* WHAT YOU WILL DO
[a] According to the passage about Epic's Lore, what system did Lore grow out of?
[b] Copy the part of the Lore passage between "Lore is Epic’s" and "greenfield side project.", inclusive, and switch "terabyte-scale" to "petabyte-scale".
[c] Continue the passage about Epic's Lore version control system from the end of its last sentence.

* EXERCISE PASSAGE
================

Lore is Epic’s newly open sourced version control system for asset-heavy development. It is centralized by design, not a distributed Git clone, and it targets the problems common in game production: terabyte-scale repos, non-mergeable binary assets, file locking, sparse or on-demand workspaces, and finer-grained permissions than a whole-repo boundary. Epic says it grew out of Unreal Revision Control used in Unreal Editor for Fortnite and is moving into broader internal use, which made people take it more seriously than a greenfield side project.
The main conclusion was straightforward: this is a
Perforce challenger, not a general software VCS. People with game experience kept repeating that Git works well for source code but falls apart once most of the repository is textures, models, audio, baked assets, and other binaries that cannot be merged sensibly.
Git LFS got almost no defenders. It was described as brittle, expensive on GitHub, awkward to configure across teams, and fundamentally bolted onto a model that was never built for huge mutable binary assets. Perforce still dominates because it handles locking, permissions, partial syncs, and engine integration, especially in Unreal, even though almost everyone agreed it is archaic and painful to run.

================

* DATASET EXTRACT

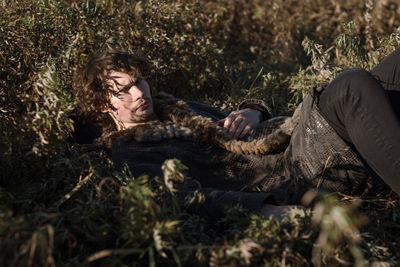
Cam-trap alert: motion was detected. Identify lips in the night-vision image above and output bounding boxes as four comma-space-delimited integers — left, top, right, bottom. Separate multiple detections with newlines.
137, 102, 149, 111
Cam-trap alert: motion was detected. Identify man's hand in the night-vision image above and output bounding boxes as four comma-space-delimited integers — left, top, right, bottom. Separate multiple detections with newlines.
217, 108, 261, 139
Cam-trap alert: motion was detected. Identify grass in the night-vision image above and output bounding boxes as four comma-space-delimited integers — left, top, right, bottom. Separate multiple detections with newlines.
0, 0, 400, 266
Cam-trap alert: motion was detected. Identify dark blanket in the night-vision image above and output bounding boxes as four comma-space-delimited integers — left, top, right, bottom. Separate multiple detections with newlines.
106, 89, 371, 219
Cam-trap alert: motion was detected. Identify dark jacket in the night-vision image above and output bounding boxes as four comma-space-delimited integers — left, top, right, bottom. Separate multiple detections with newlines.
111, 87, 370, 216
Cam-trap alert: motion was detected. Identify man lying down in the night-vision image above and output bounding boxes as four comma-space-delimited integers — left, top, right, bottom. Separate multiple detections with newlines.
73, 50, 400, 221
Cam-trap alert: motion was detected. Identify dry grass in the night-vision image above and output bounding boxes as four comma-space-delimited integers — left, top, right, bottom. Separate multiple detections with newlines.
0, 0, 400, 266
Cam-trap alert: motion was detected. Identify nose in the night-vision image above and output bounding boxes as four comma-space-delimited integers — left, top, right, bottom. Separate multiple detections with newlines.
129, 85, 144, 101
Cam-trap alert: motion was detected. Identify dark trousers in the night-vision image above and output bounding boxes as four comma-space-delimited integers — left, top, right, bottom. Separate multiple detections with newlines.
318, 48, 400, 195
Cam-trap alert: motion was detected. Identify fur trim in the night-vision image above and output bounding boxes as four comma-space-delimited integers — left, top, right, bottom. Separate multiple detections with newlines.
99, 93, 301, 154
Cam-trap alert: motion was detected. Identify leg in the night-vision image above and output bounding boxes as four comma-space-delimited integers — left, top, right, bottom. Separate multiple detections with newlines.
371, 47, 400, 119
318, 69, 400, 195
371, 47, 400, 91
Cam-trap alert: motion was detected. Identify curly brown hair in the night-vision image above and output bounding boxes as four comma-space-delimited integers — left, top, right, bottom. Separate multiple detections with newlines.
73, 49, 150, 131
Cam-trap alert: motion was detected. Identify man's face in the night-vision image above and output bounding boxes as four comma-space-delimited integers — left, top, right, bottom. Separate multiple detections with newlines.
106, 71, 154, 130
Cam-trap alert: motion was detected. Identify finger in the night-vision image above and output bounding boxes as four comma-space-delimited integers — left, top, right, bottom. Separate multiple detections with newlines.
233, 121, 247, 139
216, 119, 225, 126
240, 124, 251, 138
229, 118, 243, 136
223, 115, 234, 132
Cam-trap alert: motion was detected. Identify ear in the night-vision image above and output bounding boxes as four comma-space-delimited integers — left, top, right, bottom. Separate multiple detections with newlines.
99, 104, 110, 113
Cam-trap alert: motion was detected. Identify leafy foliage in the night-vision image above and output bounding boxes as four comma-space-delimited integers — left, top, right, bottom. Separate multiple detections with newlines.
0, 0, 400, 266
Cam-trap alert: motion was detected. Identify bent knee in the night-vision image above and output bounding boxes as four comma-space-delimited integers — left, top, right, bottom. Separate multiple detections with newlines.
332, 68, 380, 97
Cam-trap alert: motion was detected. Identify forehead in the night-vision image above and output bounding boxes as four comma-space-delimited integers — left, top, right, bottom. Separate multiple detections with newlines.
108, 71, 134, 85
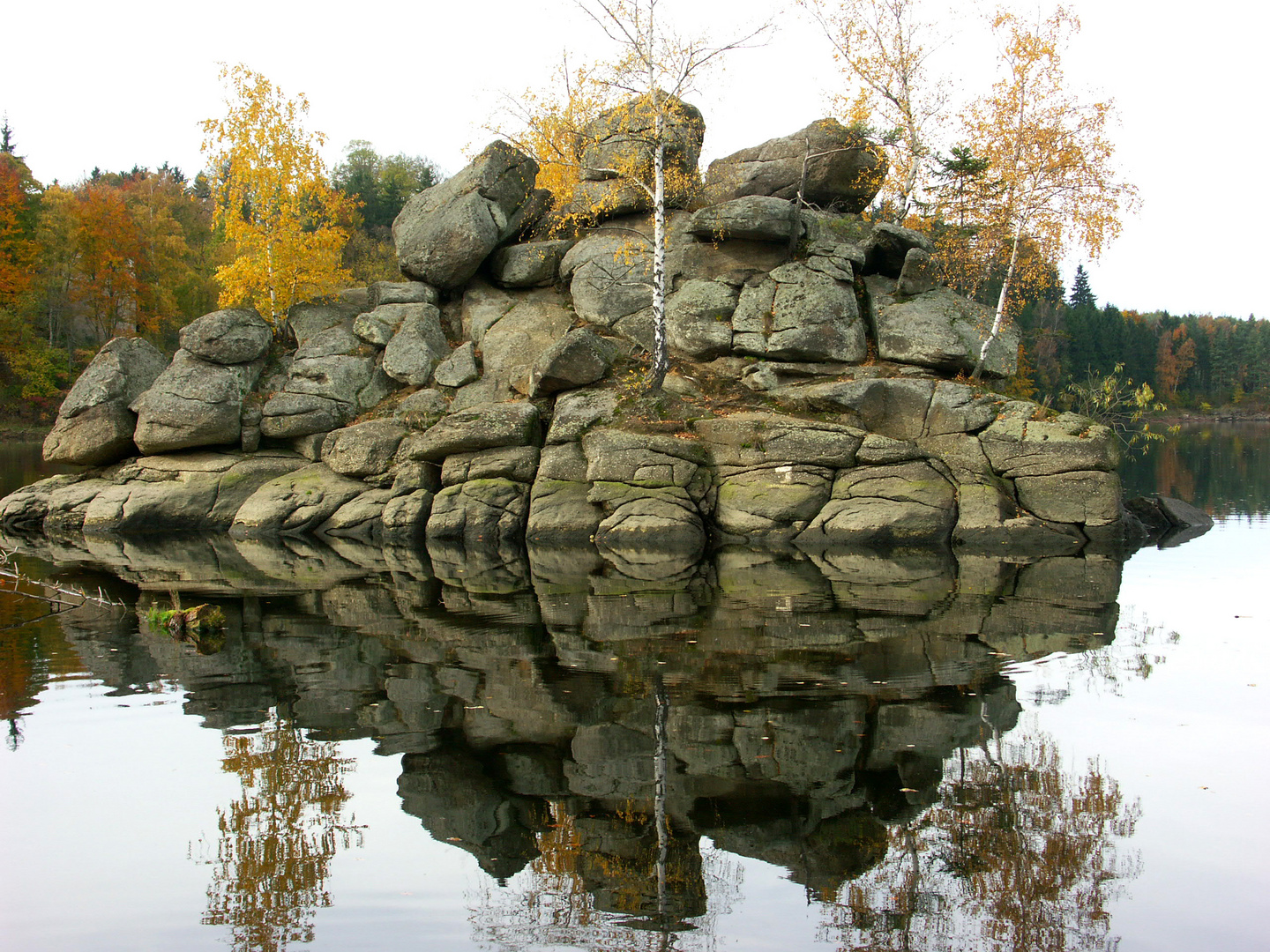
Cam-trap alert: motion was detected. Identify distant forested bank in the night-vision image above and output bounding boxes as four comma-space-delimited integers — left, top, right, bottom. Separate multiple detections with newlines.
0, 120, 1270, 423
0, 124, 438, 423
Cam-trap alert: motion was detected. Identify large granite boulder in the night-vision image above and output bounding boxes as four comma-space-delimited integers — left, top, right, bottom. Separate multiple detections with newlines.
666, 278, 738, 361
259, 318, 385, 439
392, 141, 539, 289
688, 196, 805, 242
731, 263, 869, 363
399, 401, 541, 462
44, 338, 168, 465
131, 349, 263, 455
180, 309, 273, 364
230, 464, 367, 539
797, 462, 956, 547
427, 476, 529, 546
489, 239, 572, 288
865, 275, 1019, 377
560, 230, 653, 328
705, 119, 886, 212
979, 413, 1120, 479
321, 419, 409, 477
287, 301, 370, 346
480, 288, 577, 393
861, 221, 935, 278
367, 280, 441, 311
432, 340, 480, 387
72, 450, 303, 536
260, 393, 355, 439
376, 305, 450, 386
528, 328, 617, 398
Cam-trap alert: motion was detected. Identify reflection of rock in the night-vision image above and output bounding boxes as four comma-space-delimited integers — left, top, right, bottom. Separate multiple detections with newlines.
398, 751, 545, 880
25, 523, 1138, 919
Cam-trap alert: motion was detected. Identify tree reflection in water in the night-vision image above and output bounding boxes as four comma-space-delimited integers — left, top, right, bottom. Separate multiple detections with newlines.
195, 710, 362, 952
468, 802, 743, 952
822, 733, 1140, 952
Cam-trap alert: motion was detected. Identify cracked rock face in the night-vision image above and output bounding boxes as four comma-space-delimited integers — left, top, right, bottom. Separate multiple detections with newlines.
44, 338, 168, 465
131, 350, 265, 453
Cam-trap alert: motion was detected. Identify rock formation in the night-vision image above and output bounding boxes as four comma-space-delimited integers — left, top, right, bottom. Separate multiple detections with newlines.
0, 106, 1153, 566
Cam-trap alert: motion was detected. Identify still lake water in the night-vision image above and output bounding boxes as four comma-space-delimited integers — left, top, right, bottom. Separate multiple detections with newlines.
0, 425, 1270, 952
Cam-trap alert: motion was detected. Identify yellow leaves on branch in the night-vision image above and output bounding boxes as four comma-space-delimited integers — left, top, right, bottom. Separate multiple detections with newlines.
963, 6, 1138, 306
799, 0, 949, 222
202, 63, 355, 324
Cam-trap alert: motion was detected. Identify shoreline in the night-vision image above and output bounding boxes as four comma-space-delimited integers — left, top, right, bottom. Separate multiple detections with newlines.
0, 421, 53, 443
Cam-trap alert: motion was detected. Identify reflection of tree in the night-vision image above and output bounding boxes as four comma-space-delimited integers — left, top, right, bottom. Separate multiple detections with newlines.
0, 589, 100, 750
1030, 609, 1181, 704
203, 715, 361, 952
470, 804, 742, 952
826, 735, 1140, 952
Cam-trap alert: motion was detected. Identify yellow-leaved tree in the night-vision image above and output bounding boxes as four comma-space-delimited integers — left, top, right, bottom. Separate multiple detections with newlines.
799, 0, 949, 223
504, 0, 770, 392
963, 6, 1138, 377
202, 63, 353, 325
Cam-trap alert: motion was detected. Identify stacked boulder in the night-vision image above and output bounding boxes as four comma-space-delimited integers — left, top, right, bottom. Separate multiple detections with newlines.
0, 104, 1122, 558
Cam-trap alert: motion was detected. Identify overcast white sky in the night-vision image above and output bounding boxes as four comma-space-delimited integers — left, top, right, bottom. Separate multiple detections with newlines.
0, 0, 1270, 317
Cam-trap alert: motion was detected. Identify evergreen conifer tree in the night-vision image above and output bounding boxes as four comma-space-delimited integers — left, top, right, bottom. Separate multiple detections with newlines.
1067, 264, 1099, 311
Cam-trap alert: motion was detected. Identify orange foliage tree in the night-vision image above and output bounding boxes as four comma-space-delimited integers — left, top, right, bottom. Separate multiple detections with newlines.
963, 6, 1137, 377
202, 63, 355, 324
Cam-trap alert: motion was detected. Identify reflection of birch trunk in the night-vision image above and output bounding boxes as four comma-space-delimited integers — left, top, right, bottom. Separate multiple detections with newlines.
653, 675, 670, 923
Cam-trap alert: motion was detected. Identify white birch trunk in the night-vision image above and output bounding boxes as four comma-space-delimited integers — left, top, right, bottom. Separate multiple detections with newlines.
649, 133, 670, 391
970, 222, 1024, 380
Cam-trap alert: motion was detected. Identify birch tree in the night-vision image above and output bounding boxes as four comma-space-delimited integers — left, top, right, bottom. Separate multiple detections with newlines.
509, 0, 770, 392
963, 6, 1138, 378
202, 63, 353, 325
799, 0, 949, 223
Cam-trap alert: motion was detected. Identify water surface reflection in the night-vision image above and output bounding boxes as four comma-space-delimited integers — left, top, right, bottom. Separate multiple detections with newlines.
5, 525, 1137, 949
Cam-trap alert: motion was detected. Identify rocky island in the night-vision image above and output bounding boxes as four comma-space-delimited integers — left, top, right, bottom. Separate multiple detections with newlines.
0, 106, 1168, 566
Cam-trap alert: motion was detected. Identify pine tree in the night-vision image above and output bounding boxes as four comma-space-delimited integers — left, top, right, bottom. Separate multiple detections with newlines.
1067, 264, 1099, 311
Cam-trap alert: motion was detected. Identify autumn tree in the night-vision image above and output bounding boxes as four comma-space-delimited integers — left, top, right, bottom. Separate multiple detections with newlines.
513, 0, 768, 392
203, 712, 361, 952
963, 6, 1137, 377
202, 63, 352, 324
0, 140, 40, 307
799, 0, 949, 222
330, 138, 441, 285
70, 182, 148, 343
330, 138, 441, 237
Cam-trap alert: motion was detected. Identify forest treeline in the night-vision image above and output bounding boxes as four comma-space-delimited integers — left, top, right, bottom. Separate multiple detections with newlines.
0, 115, 1270, 421
0, 123, 439, 421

================

* RESPONSES TO THE EXERCISE
[a] Unreal Revision Control, which is used in Unreal Editor for Fortnite.

[b]
Lore is Epic’s newly open sourced version control system for asset-heavy development. It is centralized by design, not a distributed Git clone, and it targets the problems common in game production: petabyte-scale repos, non-mergeable binary assets, file locking, sparse or on-demand workspaces, and finer-grained permissions than a whole-repo boundary. Epic says it grew out of Unreal Revision Control used in Unreal Editor for Fortnite and is moving into broader internal use, which made people take it more seriously than a greenfield side project.

[c]
That left Lore landing in a very specific opening. The features people cared about were chunked storage for binary files, on-demand
hydration and sparse workspaces, centralized locks, and the possibility of first-class Unreal support because Epic controls the engine. Several commenters said that alone could matter more than the storage design. Perforce is entrenched partly because Unreal workflows, plugins, and adjacent tools assume it. If Epic gives Lore that same level of support, adoption becomes plausible in studios that already tolerate Perforce only because the alternatives are worse.
The skepticism was also specific. A lot of people disliked the docs, calling them obviously LLM-written and too sloppy for a version control system where edge cases matter. Others pointed out that the desktop client is not open source yet, despite “fully open source” language on the site. Some questioned whether anyone should trust Epic to maintain infrastructure that is not core to its business, or worried this could become another Unreal lock-in lever even with an
MIT license. But even many skeptics still conceded that the problem is real, Perforce is overdue for competition, and a credible open source system aimed squarely at binary-heavy workflows would be a meaningful development if Epic follows through.